DOCUMENT TEXT »
You may disagree, but immortality isn’t our problem right now, as it isn’t really an option. Rather, it’s our finite, relatively short timespan that we need to consider. We tend to think that we have an approximate idea of how long we have. In my case, for instance, the actuarial tables for a white male living in the state of New York tell me that I have an average life expectancy of 79 years. I am now 58, so I have about 21 more years to go. Not a lot, if you ask me, but surely enough.
Ah, but enough for what, exactly? To spend time on Twitter and Facebook arguing with strangers who by and large do not seem to be interested in learning a thing? I think not. (Here is how I suggest to answer that all-important question, by the way.)
Moreover, the expectation I have just mentioned is only a statistic. I don’t actually know how much longer I, personally, will live. It could be far longer than another 21 years, since after all my grandmother died at 96. But it could be far shorter, for instance because the plane on which I’m writing this — currently flying over the Atlantic Ocean on its way to New York from Paris — may plunge into the cold waters and that would be the end of it / me. (Luckily, since I’ve finished the essay and posted it, we made it!)
But, you may object, it’s too early for me to think about dying! I have all sorts of things to do yet! Yet Seneca reminds us that there is no set number of days we can count on:
“Surely you are aware that dying is also one of life’s duties? You are deserting no duty; for there is no definite number established which you are bound to complete.” (Letter LXXVII.19)
Since we don’t know when we’ll die, we need to shift our attention, from one of duration to one of quality, from being concerned with living as long as possible to being concerned with living as well as possible:
“It is not a question of dying earlier or later, but of dying well or ill. And dying well means escape from the danger of living ill.” (Letter LXX.6)
Which brings me back to the issue of social media. At some point I simply arrived at the conclusion that being (very) active on Twitter and Facebook was not contributing to me living well, on the contrary. So I quit.
This doesn’t mean I am not active in public, or indeed on the internet. I have simply chosen to focus on platforms and pursuits that are more likely to bring the results I strive for: better, more constructive dialogues with people who are interested in living a philosophical life.
That’s why I cultivate the readership of my blog and my one-man webzine, I use platforms such as Meetup to organize both in-person and virtual events, and I interact with readers of my books on GoodReads.
Might these platforms as well eventually reveal themselves to be Trojan horses bent on undermining my eudaimonia? Perhaps. As an aspiring Skeptic I will continue to review the empirical evidence while keeping my mind reasonably open. Not too open, though, or as Carl Sagan warned, the brain might fall off!

AVAILABLE DATA »

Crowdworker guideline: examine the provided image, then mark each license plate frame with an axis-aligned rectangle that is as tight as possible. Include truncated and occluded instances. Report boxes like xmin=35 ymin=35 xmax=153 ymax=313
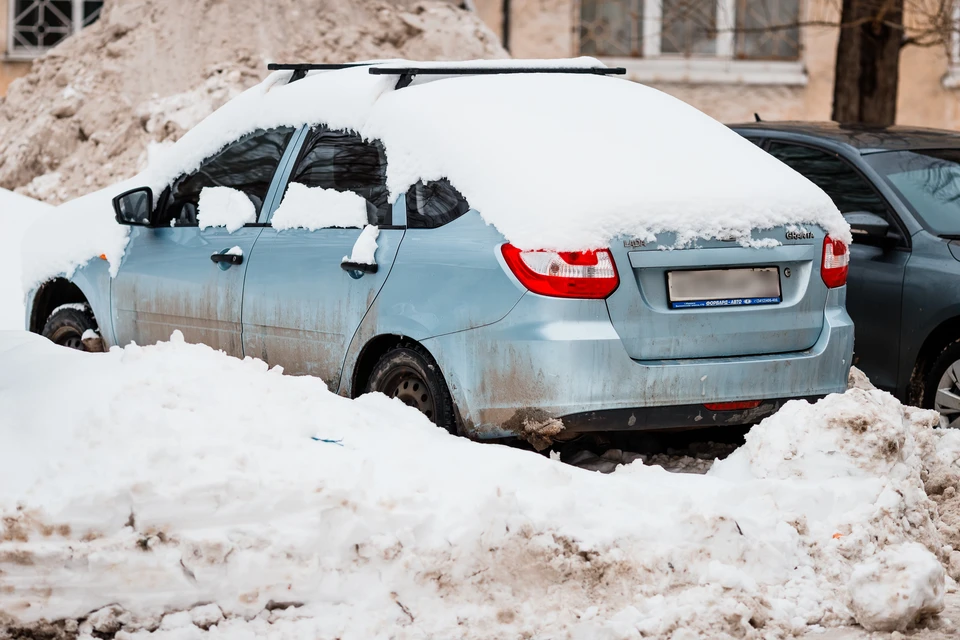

ACTION ITEM » Can you set down the passage of the essay on mortality and social media word for word, from "Which brings me" to "books on GoodReads."?

RESPONSE BELOW »
Which brings me back to the issue of social media. At some point I simply arrived at the conclusion that being (very) active on Twitter and Facebook was not contributing to me living well, on the contrary. So I quit.
This doesn’t mean I am not active in public, or indeed on the internet. I have simply chosen to focus on platforms and pursuits that are more likely to bring the results I strive for: better, more constructive dialogues with people who are interested in living a philosophical life.
That’s why I cultivate the readership of my blog and my one-man webzine, I use platforms such as Meetup to organize both in-person and virtual events, and I interact with readers of my books on GoodReads.